_ESERCIZI_
A. Stabilisci se ciascuna affermazione concorda con il diario di viaggio in India: (i) il volo si è svolto interamente in classe economica; (ii) l'autista Jayapal accompagnerà le viaggiatrici fino ad Agra; (iii) la Jama Masjid è la più grande moschea dell'India. Rispondi sì o no e cita alla lettera le parole del diario che lo decidono.
B. Riassumi, per favore, il diario di viaggio in India in due frasi.
C. Scrivi il seguito del diario di viaggio in India, riprendendo subito dopo l'ultima frase riportata.

_ESTRATTO DELLA PAGINA_
_ _ _ _

Il nome “India” evoca una miriade di immagini: donne avvolte in sari dai colori accesi, templi che svettano nel cielo, incantatori di serpenti, maharajah dalle ricchezze favolose, giungle tropicali, mucche magrissime, bambini affamati dagli occhi supplicanti, un traffico sregolato e inimmaginabile, uomini d’affari che camminano accanto a poveretti… In realtà descrivere un Paese tanto vasto e pieno di contrasti in così poche parole non gli renderebbe giustizia; l’India è tutto e niente, è allo stesso tempo un vecchio saggio che sussurra agli emozionati ascoltatori i ricordi di un passato glorioso e un giovane che corre fiducioso verso l’aquilone del suo avvenire. Ci sono tanti aggettivi che si possono attribuire all’India, ma solo uno la descrive appieno: imprevedibile, come l’incontro/scontro con una cultura così diversa da quella occidentale. Solo chi è stato in questo paese dalle mille sfaccettature può ritrovarsi nelle mie parole, agli altri non resta che…prenotare subito un viaggio! Io sono Martina e ho solo tredici anni; sono emozionata e un po’ preoccupata per il mio imminente viaggio nel “paese delle meraviglie”, ma avrò modo di scoprire che non c’è nulla da temere nel confronto con una società differente. Alcuni episodi che riguardano la fame, l’accattonaggio, la povertà sconvolgono ma aiutano a riflettere e rendono più consapevoli, più decisi ad agire in prima persona. Io e mia mamma abbiamo organizzato il viaggio nei dettagli, in quanto siamo due donne sole (di cui una minorenne), affidandoci all’efficientissima agenzia indiana Namaste Tours, conosciuta al BIT di Milano.

1°/2° giorno Primo impatto con l’India: New Delhi

Atterriamo a New Delhi circa alle ore 10. Il viaggio in aereo è stato l’auspicio di un’esperienza indimenticabile: per un errore al check-in, siamo state spostate in Business class, dove abbiamo potuto riposare comodamente tutta la notte. All’aeroporto, grande, pulito, i controlli sono ancora più minuziosi di quanto ci aspettassimo. All’esterno ci attende l’autista con due ghirlande di fiori freschi e profumati; lui si chiama Jayapal e sarà il nostro “angelo custode”, fedele, sorridente, sempre pronto ad aiutarci, fino ad Agra. Subito il bailamme: il traffico di Milano nell’ora di punta viene sconfitto pesantemente dalla vivace caoticità di Delhi. L’ignaro turista viene immediatamente accecato dai vividi colori, frastornato dall’incessante rumore dei clacson, stordito dagli odori e dall’afa dell’agosto monsonico. Jayapal si destreggia nel traffico con la leggiadria di una ballerina, senza partecipare al nostro sgomento, e dopo un’ora giungiamo all’hotel Oberoi Maidens, una bianca oasi di pace rispetto al caos che ci circonda. Il tempo di mangiare e si va a visitare la capitale dell’India, incuranti del caldo e della stanchezza! Come succederà in quasi tutte le città, ci assiste una guida parlante italiano, in modo da permettere anche a me, appassionata della storia e della cultura dei popoli, di capire tutto. Visitiamo la meravigliosa Tomba di Humayun, patrimonio dell’Unesco e precursore dello stile del Taj Mahal, e il Qutub Minar, una Torre della Vittoria circondata da altri monumenti del XII secolo. Anche il secondo giorno è dedicato alla scoperta di Delhi e New Delhi, la città vecchia e la nuova capitale costruita dagli inglesi. Ammiriamo le mura del forte di Lala Qila e visitiamo la maestosa Jama Masjid, la più grande moschea dell’India. Dopo un giro in risciò tra le viuzze di Chandni Chowk, ci dirigiamo verso il colorato tempio Birla e quindi al tempio Bahà’i. Circondati da giardini verdissimi e molto curati, questo tempio a forma di fiore di loto dà modo di pregare ai credenti di ogni religione. La sera andiamo a mangiare al Bukhara, ristorante davvero particolare e consigliatissimo anche se un po’ caro per gli standard indiani, dove venne persino il presidente Obama.

_ _ _ _

_DATI_

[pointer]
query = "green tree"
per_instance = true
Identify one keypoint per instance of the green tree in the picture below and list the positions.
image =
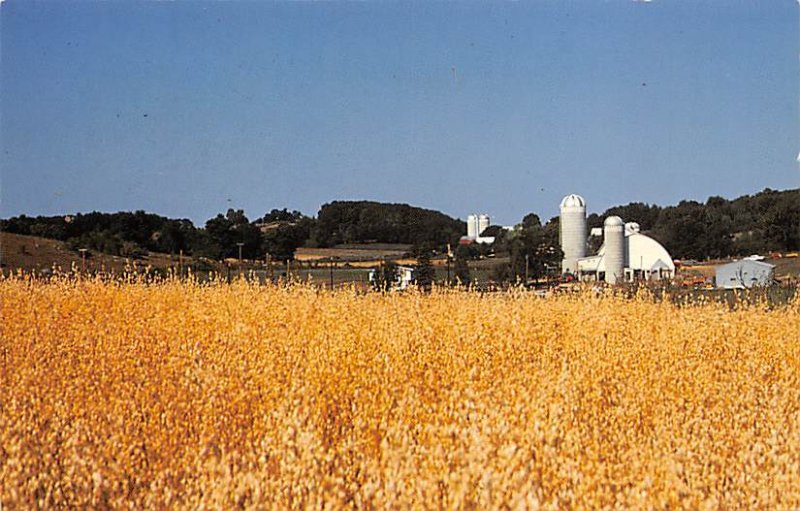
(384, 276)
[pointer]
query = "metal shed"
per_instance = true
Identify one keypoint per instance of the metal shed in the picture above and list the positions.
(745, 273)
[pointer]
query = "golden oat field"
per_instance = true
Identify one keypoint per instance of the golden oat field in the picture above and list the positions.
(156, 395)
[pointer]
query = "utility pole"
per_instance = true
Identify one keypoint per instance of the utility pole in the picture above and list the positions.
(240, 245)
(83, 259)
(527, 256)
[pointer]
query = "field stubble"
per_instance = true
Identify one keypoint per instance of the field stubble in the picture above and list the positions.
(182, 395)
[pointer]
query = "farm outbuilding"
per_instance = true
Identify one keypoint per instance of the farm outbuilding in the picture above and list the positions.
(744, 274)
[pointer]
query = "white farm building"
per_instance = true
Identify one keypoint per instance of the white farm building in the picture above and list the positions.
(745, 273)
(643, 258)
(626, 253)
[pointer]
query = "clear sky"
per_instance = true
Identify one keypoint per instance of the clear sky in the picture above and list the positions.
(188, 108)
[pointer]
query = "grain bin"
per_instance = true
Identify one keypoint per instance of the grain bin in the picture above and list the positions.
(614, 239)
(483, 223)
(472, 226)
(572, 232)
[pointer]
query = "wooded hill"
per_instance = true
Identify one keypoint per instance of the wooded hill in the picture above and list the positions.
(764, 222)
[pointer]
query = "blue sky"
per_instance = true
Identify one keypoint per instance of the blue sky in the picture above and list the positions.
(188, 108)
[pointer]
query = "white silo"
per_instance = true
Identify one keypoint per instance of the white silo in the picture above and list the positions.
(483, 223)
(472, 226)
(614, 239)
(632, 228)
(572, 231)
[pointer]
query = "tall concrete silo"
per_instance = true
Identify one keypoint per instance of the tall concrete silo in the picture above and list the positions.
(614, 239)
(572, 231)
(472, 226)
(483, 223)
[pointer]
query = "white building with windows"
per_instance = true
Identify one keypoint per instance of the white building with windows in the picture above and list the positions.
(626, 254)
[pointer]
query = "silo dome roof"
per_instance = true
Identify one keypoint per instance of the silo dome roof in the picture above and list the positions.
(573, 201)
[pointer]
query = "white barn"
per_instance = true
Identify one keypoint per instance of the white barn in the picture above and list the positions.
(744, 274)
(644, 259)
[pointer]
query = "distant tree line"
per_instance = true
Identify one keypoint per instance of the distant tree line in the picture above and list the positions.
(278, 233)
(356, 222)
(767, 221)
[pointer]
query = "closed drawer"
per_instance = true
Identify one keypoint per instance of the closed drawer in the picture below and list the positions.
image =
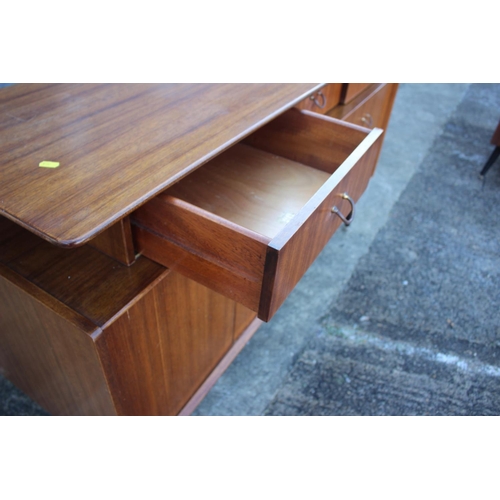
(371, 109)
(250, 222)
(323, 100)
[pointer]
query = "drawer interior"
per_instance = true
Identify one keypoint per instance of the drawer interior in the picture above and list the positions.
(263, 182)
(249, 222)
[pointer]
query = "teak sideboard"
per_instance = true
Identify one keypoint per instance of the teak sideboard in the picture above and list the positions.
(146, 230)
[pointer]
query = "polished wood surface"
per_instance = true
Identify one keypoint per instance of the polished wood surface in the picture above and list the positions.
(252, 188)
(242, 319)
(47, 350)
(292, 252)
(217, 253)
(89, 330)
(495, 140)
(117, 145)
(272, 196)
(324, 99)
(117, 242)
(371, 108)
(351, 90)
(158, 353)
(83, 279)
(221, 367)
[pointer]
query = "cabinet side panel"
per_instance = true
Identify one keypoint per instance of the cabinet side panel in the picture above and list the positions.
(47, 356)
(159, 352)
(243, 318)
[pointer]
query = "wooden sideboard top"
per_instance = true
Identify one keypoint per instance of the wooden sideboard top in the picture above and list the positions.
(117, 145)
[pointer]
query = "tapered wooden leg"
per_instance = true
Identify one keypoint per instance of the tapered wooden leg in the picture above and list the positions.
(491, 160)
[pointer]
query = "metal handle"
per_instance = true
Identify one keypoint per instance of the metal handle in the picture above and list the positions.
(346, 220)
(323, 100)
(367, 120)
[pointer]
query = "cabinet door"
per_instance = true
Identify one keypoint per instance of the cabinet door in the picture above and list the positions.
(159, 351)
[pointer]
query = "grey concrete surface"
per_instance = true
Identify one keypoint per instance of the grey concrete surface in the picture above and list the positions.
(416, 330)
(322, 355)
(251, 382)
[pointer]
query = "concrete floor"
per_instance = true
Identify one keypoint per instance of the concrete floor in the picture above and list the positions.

_ _ _ _

_RISPOSTE ATTESE_
A.
(i) No: "per un errore al check-in, siamo state spostate in Business class".
(ii) Sì: "sempre pronto ad aiutarci, fino ad Agra".
(iii) Sì: "visitiamo la maestosa Jama Masjid, la più grande moschea dell’India".

B. Il diario descrive l'India come un paese vasto, pieno di contrasti e soprattutto imprevedibile, e la narratrice, Martina, di tredici anni, ha organizzato il viaggio con la madre affidandosi all'agenzia Namaste Tours. Nei primi due giorni a New Delhi, dopo l'arrivo nel traffico caotico e la sistemazione all'hotel Oberoi Maidens, visitano con una guida di lingua italiana la Tomba di Humayun, il Qutub Minar, la Jama Masjid e il tempio Bahà'i, e la sera cenano al ristorante Bukhara.

C.
3°/5° giorno La romantica Udaipur, i templi di Ranakpur e Mount Abu

Da New Delhi a Udaipur decidiamo di prendere l’aereo per far stare tutto l’itinerario in quindici giorni; Jayapal, che chiamiamo semplicemente Singh, ci precede in macchina la sera prima. L’aereo della Kingfisher Airlines è perfettamente in orario e in un’ora e quaranta siamo nella “Città Bianca”. Udaipur è la città più romantica dell’India: è circondata dai verdeggianti Monti Aravalli e sorge sulle sponde del Lago Pichola; i suoi edifici sono prevalentemente bianco pallido, rosa e crema. Sembra che la città rimanga sospesa nel tempo. Finalmente siamo arrivate in Rajasthan! Delhi è pur sempre una grande metropoli, non è dotata dello stesso fascino della vera India. Qui è un trionfo dei sensi, si intravedono i sari accesi delle donne intessuti con la più preziosa o modesta filigrana, le non proprio pasciute mucche attraversare placide le strade, le bancarelle esporre le mercanzie esotiche. Ci siamo volute concedere un soggiorno allo stupendo Taj Lake Palace, raggiungibile solo in barca: l’albergo spunta dal lago come un bianco sogno ad occhi aperti. Purtroppo la giornata non è delle migliori, ma c’era da aspettarselo considerando che siamo nel periodo dei monsoni. Nel pomeriggio visitiamo il City Palace, visita davvero interessante e meritevole, e facciamo qualche acquisto. Inoltre, incontriamo da vicino il principe di Udaipur, il figlio del maharana! La sera un violento acquazzone ci costringe a rimanere in albergo.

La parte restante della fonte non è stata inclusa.